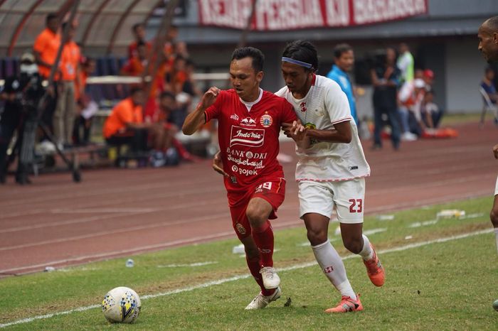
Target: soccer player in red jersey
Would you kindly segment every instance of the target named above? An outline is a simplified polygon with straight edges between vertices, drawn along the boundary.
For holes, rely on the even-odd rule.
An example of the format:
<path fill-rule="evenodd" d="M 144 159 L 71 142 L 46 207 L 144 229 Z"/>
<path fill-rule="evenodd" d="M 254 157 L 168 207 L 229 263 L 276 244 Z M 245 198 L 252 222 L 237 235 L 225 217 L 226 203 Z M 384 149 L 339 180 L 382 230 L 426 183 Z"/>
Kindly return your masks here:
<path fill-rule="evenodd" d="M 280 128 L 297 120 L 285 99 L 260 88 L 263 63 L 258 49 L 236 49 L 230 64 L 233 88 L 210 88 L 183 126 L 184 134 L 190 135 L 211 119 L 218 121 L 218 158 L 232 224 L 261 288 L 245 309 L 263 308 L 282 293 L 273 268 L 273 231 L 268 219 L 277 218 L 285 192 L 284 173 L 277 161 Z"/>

------------

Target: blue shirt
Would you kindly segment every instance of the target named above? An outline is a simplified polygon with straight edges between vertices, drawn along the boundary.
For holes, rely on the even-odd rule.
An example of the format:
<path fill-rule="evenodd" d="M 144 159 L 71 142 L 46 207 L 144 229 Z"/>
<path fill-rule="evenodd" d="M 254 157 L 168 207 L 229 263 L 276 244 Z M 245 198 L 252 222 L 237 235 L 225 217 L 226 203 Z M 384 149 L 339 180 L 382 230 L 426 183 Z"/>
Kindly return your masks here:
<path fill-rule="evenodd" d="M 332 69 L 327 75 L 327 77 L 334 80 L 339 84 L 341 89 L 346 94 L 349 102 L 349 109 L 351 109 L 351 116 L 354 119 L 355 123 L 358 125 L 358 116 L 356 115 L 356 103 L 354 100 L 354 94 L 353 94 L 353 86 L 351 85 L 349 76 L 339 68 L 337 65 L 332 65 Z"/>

------------

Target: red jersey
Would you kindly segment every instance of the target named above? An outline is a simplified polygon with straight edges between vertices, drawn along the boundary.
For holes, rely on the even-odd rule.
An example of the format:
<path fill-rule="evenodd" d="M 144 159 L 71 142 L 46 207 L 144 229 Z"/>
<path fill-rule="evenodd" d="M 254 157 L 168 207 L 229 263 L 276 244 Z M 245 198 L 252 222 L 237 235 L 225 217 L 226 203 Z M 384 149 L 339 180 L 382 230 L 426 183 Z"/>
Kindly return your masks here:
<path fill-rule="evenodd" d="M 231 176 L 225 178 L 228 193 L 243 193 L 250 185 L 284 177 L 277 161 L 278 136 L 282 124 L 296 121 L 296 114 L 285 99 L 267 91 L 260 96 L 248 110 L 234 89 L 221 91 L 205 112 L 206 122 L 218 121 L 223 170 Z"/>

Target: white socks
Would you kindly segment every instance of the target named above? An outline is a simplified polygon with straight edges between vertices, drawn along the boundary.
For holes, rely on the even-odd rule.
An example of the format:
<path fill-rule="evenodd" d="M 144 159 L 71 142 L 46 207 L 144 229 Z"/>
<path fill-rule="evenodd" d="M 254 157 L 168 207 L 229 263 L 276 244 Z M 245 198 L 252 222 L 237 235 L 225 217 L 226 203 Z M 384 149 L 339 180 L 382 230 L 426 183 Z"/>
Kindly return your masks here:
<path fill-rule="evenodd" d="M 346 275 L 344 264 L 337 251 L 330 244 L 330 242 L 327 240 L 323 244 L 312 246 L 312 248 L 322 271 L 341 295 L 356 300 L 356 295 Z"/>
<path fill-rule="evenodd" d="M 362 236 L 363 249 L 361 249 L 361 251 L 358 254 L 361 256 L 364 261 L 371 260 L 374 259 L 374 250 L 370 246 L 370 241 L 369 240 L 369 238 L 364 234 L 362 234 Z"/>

------------

== IL PROBLEMA ==
Aggiungi 125 a ogni coordinata delle risposte nelle righe dell'elenco comprese tra quella che contiene "Target: soccer player in red jersey" e quella che contiene "280 128 L 297", estremi inclusi, e riscrivi per intero soltanto queste righe, richieste comprese. I numeri delle richieste e dei modelli di formato restano invariati.

== SOLUZIONE DEL COMPITO ==
Target: soccer player in red jersey
Would you kindly segment every instance of the target named above? An outline is a simplified polygon with straight edges between vertices, drawn along the boundary.
For holes, rely on the even-odd rule.
An example of the format:
<path fill-rule="evenodd" d="M 144 159 L 71 142 L 46 207 L 144 229 Z"/>
<path fill-rule="evenodd" d="M 254 157 L 168 207 L 229 263 L 276 244 Z M 245 198 L 252 222 L 237 235 L 225 217 L 226 203 Z M 384 149 L 339 180 L 382 230 L 426 183 Z"/>
Kindly return your masks here:
<path fill-rule="evenodd" d="M 405 253 L 422 245 L 410 224 L 385 213 L 388 188 L 383 174 L 361 174 L 355 189 L 358 213 L 335 213 L 308 251 L 309 259 L 315 260 L 336 244 L 343 246 L 343 283 L 357 349 L 386 413 L 370 434 L 388 433 L 407 418 L 398 393 L 398 356 L 393 344 L 402 343 L 410 317 L 409 298 L 402 286 Z"/>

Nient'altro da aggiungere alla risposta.